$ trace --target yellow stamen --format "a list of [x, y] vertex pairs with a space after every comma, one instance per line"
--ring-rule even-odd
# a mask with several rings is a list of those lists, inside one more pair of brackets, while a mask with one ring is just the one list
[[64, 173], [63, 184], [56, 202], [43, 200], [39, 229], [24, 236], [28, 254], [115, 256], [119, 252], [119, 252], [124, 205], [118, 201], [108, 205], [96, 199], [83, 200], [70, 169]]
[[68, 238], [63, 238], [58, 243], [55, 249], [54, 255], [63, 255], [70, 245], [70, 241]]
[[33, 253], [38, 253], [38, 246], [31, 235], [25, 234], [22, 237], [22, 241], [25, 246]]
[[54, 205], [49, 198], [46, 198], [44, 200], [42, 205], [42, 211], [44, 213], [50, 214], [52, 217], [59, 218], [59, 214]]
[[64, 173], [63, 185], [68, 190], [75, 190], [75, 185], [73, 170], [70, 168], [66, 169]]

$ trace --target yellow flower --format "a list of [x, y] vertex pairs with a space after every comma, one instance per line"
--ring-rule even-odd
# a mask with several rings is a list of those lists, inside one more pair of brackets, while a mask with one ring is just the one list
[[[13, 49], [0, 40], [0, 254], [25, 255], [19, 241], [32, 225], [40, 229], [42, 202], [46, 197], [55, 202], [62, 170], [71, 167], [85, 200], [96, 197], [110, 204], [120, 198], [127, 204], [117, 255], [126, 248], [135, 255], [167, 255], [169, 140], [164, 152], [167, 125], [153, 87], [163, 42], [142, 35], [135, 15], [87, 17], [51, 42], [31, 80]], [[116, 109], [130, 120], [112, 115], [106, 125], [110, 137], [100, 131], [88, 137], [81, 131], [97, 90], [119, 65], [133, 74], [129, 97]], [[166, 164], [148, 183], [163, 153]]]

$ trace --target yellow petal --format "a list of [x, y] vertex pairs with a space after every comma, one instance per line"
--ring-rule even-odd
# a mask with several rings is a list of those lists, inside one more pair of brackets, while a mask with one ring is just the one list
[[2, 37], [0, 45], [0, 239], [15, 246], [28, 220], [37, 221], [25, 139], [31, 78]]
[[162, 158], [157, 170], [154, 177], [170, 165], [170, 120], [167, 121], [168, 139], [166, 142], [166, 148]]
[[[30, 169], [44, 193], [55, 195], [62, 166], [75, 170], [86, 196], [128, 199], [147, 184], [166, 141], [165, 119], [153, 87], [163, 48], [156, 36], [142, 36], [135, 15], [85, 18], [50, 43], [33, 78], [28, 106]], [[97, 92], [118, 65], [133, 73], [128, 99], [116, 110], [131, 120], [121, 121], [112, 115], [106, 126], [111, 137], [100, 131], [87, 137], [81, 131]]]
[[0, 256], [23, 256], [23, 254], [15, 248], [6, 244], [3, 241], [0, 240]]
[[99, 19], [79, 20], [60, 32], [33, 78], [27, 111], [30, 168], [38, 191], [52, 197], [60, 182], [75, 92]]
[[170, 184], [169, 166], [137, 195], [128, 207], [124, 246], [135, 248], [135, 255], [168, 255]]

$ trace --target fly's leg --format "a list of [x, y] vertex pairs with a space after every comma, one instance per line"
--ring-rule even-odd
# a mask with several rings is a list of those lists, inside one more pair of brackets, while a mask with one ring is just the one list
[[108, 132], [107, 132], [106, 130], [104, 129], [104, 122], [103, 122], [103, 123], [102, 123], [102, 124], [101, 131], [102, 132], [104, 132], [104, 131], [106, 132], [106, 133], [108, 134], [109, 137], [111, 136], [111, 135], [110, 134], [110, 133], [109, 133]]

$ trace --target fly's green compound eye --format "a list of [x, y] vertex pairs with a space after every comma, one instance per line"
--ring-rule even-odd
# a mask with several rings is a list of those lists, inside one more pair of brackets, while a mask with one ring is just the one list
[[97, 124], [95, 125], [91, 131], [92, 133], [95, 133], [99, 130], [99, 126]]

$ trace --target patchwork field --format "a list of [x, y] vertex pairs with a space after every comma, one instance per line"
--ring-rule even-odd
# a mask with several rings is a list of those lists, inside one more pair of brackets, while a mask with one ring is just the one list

#####

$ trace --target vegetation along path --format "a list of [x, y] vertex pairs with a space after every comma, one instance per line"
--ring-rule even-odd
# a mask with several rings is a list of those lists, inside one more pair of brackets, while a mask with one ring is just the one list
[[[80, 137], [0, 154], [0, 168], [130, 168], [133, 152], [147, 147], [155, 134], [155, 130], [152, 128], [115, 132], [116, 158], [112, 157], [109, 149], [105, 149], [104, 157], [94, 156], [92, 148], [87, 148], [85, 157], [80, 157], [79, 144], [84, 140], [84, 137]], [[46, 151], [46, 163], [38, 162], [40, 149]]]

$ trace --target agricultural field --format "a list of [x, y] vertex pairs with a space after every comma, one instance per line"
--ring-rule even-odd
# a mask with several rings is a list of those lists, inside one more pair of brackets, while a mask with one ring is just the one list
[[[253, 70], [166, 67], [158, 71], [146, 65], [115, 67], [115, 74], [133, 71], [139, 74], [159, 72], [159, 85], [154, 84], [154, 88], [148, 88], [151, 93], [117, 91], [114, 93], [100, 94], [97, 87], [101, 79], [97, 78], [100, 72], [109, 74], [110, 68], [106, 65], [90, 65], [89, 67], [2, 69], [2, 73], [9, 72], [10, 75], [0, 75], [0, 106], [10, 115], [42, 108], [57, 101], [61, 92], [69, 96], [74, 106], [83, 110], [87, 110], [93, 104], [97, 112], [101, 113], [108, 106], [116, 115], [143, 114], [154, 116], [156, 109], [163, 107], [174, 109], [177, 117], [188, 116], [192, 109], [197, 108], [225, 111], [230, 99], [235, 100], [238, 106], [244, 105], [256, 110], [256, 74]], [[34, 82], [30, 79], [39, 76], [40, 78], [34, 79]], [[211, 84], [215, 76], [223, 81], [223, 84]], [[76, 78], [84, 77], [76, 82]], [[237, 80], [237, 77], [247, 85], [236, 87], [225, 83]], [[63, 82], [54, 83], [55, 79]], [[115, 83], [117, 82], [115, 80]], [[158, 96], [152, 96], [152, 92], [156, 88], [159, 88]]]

#####

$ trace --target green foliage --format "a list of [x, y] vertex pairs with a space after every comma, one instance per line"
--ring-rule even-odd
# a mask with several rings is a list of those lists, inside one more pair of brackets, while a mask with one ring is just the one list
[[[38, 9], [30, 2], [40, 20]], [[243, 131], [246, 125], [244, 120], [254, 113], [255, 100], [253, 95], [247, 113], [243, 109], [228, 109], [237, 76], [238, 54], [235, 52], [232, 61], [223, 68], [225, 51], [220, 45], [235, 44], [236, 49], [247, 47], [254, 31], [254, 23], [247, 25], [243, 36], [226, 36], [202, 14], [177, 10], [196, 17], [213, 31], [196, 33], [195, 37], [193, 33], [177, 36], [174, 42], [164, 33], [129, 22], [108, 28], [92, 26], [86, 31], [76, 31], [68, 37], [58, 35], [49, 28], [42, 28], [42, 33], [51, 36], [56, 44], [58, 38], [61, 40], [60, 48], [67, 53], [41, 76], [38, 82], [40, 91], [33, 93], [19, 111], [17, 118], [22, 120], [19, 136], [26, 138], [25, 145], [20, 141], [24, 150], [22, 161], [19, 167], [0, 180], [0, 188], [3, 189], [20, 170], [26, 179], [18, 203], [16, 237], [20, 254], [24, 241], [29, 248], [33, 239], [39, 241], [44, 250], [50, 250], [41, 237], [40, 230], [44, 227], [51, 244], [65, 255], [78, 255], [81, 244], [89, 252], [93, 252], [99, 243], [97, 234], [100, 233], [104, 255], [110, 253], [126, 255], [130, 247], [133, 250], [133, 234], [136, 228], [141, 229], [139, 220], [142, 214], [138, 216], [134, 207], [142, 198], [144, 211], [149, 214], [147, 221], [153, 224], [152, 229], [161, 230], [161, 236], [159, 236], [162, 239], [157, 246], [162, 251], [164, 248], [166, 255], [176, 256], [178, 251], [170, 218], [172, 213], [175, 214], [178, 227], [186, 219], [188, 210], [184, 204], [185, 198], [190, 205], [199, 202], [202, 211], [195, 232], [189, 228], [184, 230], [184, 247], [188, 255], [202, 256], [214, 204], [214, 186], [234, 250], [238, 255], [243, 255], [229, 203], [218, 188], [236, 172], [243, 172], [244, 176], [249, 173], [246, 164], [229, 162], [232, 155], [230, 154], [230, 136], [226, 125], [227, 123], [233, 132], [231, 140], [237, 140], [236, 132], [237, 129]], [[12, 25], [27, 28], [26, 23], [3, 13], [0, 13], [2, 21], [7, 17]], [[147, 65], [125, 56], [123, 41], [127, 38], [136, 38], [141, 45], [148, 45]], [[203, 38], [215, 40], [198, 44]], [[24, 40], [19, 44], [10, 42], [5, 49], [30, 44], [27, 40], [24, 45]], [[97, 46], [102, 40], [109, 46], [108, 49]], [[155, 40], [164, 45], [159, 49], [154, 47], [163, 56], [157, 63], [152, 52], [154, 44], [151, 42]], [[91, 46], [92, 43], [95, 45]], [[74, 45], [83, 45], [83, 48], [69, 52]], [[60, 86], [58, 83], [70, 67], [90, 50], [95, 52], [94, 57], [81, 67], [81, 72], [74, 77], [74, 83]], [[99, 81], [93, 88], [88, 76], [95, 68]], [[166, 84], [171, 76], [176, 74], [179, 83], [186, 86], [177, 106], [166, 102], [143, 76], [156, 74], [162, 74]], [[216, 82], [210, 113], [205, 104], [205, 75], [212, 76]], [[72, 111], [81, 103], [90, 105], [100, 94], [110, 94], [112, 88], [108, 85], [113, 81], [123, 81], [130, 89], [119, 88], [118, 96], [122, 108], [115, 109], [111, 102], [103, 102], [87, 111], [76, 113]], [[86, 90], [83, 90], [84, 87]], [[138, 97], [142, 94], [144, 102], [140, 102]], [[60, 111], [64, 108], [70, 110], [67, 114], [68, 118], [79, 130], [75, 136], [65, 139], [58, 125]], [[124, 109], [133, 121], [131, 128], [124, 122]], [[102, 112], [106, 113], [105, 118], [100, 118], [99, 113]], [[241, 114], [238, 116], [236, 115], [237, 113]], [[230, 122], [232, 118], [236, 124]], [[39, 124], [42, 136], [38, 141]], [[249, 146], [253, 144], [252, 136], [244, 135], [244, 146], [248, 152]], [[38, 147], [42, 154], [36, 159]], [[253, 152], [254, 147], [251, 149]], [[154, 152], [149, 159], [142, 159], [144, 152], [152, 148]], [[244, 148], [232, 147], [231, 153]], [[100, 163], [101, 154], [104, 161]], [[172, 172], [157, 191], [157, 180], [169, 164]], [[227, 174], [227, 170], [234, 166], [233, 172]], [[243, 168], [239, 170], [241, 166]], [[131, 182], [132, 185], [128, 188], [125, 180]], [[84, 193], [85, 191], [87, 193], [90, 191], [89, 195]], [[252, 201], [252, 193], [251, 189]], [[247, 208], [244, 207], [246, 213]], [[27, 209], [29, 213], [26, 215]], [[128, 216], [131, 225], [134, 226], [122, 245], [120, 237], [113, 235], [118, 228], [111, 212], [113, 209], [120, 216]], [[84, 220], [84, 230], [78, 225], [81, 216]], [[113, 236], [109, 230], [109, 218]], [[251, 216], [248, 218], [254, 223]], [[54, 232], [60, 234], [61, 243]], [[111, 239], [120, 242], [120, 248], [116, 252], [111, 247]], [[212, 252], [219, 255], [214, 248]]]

#####

▶ [EXERCISE PROMPT]
Reproduce the stretch of records above from the line containing "--target yellow stamen" through the line containing "168], [66, 169]]", both lines included. Shift every vertex coordinate by adding 83 to it, and leave all other text unchanged.

▶ [ANSWER TO THIS PROBLEM]
$ trace --target yellow stamen --format "a list of [x, y] vertex pairs with a space after every comma, one instance per line"
--ring-rule even-odd
# a mask with several rings is a list of those lists, inside one more pair of brackets, while a mask with one ring is just the one list
[[147, 256], [146, 267], [139, 285], [126, 283], [122, 312], [107, 319], [111, 337], [198, 339], [202, 335], [202, 335], [207, 288], [201, 284], [191, 288], [179, 282], [166, 283], [153, 252]]
[[151, 321], [146, 321], [141, 326], [138, 332], [137, 338], [146, 338], [153, 328], [153, 324]]
[[116, 336], [121, 336], [121, 329], [114, 318], [108, 317], [105, 320], [105, 324], [108, 329]]
[[137, 288], [132, 281], [129, 281], [127, 283], [125, 288], [125, 294], [127, 296], [133, 297], [135, 300], [142, 301], [142, 297]]
[[147, 256], [146, 268], [151, 273], [158, 273], [158, 268], [156, 253], [153, 251], [149, 252]]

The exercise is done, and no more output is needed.